REQUIREMENT
Print nothing but the lines below starting at the line that holds "for every instance of the detached" and ending at the line that holds "for every instance of the car tire, set", including both, each exactly as written.

Natural language region descriptions
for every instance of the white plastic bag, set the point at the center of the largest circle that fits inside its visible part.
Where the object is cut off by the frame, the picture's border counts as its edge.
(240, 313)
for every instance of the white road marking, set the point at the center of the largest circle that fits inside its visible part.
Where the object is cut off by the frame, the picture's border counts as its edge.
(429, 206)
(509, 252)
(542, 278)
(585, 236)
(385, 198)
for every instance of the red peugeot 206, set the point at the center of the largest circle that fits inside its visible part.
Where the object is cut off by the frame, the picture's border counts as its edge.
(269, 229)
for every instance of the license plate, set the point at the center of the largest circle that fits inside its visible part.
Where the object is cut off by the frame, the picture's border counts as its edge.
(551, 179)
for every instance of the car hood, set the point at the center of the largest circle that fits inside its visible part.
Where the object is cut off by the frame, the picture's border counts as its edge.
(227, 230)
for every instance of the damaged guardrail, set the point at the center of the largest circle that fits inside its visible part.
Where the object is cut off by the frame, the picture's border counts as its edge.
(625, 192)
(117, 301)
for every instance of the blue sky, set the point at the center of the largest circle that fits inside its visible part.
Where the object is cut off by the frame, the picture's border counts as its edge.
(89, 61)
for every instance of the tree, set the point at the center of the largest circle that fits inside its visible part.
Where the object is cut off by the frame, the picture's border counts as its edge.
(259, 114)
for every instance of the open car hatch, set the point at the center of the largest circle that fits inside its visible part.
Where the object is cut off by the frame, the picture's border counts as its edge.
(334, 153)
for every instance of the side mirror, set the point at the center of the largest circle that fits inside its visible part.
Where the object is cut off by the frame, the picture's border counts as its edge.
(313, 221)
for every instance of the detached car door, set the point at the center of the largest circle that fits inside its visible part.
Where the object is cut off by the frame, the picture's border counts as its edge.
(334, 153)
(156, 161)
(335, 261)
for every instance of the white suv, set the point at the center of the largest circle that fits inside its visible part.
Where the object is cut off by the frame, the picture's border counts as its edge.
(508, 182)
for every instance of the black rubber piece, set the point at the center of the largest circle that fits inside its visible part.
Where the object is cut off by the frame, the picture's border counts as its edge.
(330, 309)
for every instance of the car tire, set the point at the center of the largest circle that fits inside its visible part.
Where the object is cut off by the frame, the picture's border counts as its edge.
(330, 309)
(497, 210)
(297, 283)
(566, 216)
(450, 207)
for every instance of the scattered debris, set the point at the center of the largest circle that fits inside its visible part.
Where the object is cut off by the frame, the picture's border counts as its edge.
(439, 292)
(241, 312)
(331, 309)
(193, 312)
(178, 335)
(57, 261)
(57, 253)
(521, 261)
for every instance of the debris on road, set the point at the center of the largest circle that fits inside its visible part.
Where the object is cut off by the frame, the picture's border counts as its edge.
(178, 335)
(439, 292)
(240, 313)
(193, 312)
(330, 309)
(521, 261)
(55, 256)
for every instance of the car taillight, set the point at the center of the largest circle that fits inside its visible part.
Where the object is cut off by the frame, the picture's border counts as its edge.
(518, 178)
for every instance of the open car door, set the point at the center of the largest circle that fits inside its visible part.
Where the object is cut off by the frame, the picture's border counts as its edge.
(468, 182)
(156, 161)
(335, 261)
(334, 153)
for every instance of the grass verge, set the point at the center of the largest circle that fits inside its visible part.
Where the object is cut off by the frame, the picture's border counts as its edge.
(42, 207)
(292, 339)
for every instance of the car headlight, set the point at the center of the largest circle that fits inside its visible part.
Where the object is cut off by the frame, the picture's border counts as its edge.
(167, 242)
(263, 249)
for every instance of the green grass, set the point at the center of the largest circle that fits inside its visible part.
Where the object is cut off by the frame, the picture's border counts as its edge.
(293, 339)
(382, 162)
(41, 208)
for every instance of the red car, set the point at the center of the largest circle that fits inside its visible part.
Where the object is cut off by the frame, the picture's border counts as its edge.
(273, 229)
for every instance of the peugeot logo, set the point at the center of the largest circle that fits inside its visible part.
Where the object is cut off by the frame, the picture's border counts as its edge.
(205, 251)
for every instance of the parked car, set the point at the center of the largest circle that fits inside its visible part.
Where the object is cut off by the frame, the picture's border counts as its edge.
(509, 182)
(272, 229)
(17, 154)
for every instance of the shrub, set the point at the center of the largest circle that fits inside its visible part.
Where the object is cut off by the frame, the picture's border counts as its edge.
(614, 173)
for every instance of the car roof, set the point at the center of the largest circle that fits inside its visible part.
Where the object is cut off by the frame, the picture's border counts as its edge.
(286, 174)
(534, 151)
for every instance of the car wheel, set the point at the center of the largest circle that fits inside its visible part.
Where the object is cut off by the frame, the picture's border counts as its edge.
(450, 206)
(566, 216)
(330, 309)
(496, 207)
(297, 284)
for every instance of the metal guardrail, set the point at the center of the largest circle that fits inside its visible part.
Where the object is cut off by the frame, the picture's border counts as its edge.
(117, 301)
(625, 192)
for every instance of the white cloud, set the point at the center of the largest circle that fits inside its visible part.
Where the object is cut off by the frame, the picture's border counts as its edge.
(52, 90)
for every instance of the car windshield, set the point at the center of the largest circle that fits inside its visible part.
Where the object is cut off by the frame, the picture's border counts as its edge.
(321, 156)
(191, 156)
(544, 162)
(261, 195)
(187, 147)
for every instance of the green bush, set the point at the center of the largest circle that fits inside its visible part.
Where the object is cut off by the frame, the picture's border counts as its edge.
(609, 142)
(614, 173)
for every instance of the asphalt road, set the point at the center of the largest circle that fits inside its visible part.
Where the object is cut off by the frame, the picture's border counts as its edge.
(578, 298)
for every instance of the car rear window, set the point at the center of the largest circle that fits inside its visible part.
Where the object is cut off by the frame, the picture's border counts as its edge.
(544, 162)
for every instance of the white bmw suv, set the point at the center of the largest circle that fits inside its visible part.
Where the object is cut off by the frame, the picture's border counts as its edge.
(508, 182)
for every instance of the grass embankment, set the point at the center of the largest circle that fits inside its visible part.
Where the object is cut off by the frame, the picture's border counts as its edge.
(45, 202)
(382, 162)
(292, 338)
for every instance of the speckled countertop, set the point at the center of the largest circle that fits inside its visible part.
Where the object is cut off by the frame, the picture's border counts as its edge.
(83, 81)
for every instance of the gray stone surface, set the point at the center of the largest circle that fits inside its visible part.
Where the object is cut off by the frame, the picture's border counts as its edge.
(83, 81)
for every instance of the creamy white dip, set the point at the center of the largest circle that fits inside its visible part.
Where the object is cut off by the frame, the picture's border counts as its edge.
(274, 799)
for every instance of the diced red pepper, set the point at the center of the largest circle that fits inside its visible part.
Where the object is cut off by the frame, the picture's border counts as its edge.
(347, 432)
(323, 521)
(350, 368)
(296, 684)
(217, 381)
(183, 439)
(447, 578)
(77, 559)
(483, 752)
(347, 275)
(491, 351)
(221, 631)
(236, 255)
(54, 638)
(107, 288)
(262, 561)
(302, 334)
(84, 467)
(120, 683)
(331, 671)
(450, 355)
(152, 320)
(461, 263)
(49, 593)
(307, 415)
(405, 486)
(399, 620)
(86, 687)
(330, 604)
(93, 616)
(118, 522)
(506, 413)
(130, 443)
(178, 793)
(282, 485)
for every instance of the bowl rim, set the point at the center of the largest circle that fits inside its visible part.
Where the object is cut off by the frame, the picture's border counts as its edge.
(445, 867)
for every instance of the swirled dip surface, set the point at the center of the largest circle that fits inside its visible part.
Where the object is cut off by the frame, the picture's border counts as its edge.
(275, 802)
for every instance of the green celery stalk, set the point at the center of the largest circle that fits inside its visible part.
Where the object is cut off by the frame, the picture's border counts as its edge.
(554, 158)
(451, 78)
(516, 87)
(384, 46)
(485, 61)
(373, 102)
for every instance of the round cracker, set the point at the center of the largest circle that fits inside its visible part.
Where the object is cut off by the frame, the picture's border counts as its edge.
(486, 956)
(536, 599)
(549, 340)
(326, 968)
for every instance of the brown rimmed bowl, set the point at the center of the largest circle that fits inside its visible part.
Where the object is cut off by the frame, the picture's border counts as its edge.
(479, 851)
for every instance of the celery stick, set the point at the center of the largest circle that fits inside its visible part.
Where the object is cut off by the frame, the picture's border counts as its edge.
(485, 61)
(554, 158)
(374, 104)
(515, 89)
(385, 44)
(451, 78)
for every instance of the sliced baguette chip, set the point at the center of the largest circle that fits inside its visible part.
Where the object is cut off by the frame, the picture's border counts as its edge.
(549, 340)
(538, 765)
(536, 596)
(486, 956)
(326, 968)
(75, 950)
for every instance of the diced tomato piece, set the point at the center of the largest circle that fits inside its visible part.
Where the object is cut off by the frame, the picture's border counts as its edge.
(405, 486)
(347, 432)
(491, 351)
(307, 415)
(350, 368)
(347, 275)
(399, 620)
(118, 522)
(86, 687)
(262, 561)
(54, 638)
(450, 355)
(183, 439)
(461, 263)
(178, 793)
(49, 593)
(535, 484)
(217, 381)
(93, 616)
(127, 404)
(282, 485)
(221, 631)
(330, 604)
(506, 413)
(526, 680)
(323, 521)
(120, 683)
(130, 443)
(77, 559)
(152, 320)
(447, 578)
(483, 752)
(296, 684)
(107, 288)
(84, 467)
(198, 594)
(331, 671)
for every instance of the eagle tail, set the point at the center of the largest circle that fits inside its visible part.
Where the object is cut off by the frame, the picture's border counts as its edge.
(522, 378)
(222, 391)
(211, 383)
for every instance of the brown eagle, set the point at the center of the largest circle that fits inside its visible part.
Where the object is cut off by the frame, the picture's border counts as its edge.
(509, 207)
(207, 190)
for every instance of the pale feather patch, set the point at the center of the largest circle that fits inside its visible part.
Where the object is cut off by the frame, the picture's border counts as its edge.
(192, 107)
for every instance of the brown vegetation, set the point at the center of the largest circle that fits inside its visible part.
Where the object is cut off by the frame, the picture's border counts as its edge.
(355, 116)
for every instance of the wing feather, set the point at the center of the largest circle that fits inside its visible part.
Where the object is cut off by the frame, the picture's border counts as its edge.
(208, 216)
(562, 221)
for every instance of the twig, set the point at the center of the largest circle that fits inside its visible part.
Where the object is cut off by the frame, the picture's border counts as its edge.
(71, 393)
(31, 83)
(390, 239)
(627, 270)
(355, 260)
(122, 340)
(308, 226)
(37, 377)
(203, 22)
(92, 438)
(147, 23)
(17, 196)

TASK RESPONSE
for every instance of the detached car door, set the point at the center of the largest circle that fits inside its visible part.
Where the object is cut off by the frame, the picture's border counts as its edge.
(334, 153)
(156, 161)
(335, 261)
for every instance of the white suv, set the point at the center of the largest circle that fits inside its visible part.
Where the object is cut off by the frame, the picture's border counts as its edge.
(508, 182)
for every instance of the black rubber piece, set the point at the center of the largest circle that fits inside its visible part.
Where the object is cut off by the frame, the picture's border counts as its edge.
(330, 309)
for every instance of the car tire, set the point at the center of the largest circle that fits inside its visible part.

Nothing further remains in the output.